▸ Problem statement
Report each line from the records where the string "nightstand" turns up.

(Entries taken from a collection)
———

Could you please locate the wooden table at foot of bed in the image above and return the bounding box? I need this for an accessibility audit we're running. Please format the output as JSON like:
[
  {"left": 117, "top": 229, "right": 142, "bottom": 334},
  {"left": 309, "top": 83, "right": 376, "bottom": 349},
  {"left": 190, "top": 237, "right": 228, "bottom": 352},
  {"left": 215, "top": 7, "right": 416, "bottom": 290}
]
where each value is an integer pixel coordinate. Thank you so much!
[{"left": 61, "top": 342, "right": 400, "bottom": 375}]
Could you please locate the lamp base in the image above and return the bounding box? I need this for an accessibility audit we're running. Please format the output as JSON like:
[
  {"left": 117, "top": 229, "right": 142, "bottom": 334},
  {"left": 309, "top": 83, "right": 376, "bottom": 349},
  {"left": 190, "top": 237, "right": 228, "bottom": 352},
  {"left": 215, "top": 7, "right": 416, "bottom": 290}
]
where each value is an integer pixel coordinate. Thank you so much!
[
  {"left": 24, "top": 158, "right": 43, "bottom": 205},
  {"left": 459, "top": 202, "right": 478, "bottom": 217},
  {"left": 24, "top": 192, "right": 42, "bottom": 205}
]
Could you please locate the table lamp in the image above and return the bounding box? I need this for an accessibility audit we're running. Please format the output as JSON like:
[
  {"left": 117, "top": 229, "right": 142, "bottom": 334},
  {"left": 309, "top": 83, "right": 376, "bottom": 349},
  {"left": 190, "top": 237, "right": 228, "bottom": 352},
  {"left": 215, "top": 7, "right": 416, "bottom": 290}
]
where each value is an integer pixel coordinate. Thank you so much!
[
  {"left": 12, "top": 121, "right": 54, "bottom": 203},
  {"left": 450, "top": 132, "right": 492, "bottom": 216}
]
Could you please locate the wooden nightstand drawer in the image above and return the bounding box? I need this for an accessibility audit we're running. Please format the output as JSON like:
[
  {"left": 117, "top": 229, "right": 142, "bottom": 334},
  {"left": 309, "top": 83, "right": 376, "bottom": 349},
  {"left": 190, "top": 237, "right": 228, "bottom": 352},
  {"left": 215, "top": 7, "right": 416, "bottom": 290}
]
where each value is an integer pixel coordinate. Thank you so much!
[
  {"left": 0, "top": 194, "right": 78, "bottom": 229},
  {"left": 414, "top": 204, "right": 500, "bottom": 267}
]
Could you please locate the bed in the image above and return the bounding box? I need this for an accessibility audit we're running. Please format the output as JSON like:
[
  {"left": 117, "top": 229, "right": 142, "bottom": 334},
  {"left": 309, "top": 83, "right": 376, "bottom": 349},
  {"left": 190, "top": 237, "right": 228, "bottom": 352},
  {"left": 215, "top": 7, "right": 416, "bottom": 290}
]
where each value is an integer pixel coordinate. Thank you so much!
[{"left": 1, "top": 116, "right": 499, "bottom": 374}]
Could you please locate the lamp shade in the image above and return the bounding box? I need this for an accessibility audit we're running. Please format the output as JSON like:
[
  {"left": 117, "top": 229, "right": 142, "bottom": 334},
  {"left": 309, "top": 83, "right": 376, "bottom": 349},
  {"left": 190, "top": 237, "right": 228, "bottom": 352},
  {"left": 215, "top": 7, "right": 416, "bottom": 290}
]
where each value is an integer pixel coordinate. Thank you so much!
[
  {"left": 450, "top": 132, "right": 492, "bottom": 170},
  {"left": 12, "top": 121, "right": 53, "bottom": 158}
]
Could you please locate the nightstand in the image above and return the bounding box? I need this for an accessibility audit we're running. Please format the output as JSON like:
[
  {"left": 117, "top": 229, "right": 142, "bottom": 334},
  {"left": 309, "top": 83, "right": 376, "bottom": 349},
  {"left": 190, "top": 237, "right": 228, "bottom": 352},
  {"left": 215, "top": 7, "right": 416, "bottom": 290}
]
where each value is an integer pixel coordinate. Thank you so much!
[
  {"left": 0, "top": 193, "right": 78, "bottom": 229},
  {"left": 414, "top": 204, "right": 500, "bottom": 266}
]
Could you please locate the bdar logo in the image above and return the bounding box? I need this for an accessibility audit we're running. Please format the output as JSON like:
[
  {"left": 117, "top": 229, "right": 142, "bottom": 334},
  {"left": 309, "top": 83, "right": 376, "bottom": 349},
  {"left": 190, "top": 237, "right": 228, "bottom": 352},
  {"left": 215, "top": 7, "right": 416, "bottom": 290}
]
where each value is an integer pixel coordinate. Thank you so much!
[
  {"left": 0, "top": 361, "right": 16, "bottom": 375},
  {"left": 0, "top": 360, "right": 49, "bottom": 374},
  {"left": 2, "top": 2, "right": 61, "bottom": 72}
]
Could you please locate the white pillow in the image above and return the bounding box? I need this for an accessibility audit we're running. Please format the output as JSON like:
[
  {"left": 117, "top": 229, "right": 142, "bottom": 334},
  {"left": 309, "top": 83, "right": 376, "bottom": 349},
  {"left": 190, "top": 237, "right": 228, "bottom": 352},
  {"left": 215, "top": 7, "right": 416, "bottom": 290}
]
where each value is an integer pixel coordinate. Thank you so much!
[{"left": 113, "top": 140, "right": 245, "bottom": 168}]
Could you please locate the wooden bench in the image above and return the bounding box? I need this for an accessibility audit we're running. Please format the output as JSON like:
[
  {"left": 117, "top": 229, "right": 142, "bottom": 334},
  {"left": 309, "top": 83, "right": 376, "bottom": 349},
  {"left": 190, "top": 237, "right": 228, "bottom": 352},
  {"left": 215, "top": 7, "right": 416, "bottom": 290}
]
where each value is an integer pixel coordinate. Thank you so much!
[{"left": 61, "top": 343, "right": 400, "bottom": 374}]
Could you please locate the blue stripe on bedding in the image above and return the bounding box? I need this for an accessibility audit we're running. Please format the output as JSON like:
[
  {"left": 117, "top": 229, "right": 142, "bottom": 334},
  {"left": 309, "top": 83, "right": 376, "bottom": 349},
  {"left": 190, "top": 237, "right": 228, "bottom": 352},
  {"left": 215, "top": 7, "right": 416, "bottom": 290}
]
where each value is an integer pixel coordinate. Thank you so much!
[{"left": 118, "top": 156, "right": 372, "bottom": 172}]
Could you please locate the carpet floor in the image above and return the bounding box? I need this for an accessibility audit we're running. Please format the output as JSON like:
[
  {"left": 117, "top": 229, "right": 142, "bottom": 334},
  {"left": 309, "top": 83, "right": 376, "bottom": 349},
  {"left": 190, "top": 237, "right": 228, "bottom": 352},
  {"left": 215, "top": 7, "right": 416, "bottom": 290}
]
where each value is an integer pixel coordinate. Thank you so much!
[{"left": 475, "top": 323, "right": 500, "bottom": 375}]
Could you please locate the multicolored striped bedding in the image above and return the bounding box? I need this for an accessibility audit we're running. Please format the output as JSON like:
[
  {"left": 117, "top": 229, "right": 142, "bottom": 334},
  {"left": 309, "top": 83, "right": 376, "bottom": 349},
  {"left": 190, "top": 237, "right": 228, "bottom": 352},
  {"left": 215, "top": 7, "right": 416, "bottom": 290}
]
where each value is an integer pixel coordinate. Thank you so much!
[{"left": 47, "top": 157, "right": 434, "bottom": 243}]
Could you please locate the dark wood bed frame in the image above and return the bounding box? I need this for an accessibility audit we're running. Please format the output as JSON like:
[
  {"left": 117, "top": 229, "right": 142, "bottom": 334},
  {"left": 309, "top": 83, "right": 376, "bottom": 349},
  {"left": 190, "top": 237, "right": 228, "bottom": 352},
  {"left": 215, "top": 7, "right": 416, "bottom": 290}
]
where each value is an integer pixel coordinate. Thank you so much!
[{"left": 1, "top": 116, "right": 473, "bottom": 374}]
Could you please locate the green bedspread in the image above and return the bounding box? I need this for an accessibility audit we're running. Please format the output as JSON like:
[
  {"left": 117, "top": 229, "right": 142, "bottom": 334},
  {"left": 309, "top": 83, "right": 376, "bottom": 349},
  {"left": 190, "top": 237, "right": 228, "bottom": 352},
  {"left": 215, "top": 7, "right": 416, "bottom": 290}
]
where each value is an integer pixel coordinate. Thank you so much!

———

▸ Result for this exercise
Could you please locate the wooden nightstand drawer in the image above and return the bounding box? I need this for an accessibility audit we're running. Please format the output as JSON like:
Could you please locate the nightstand in the image above and return the bounding box? I need this for an accessibility audit we're running. Please format the output as JSON like:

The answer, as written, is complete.